## BEGIN Materials provided

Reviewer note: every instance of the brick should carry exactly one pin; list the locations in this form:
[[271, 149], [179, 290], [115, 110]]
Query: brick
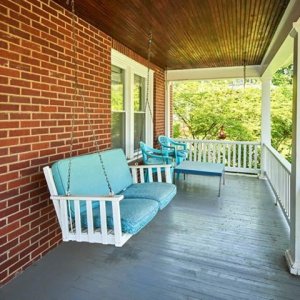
[[19, 33], [19, 264], [9, 90], [19, 149], [20, 247]]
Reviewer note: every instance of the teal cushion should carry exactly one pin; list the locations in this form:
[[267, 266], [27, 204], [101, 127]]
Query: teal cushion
[[135, 214], [87, 176], [161, 192]]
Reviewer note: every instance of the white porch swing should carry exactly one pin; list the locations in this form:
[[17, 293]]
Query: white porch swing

## END Materials provided

Turn every line of the material above into a numbered list, skipping blank lines and leaving out the pictures.

1. Reviewer note: every instance of the brick should carry exactly one pin; list the locations in this form:
2. [[271, 149], [179, 290], [115, 110]]
3. Query: brick
4. [[19, 33], [19, 264], [9, 90], [19, 149], [20, 247]]
5. Reviewer note: every instance of the teal cushion should carry exactly one pin; list the locations in this form:
6. [[267, 266], [27, 204], [101, 127]]
7. Query: teal cushion
8. [[135, 214], [87, 176], [161, 192]]
9. Reviewer note: every instance of the white porch swing should carry exactly one pin; list the locations in this form:
10. [[17, 293]]
11. Query: white porch swing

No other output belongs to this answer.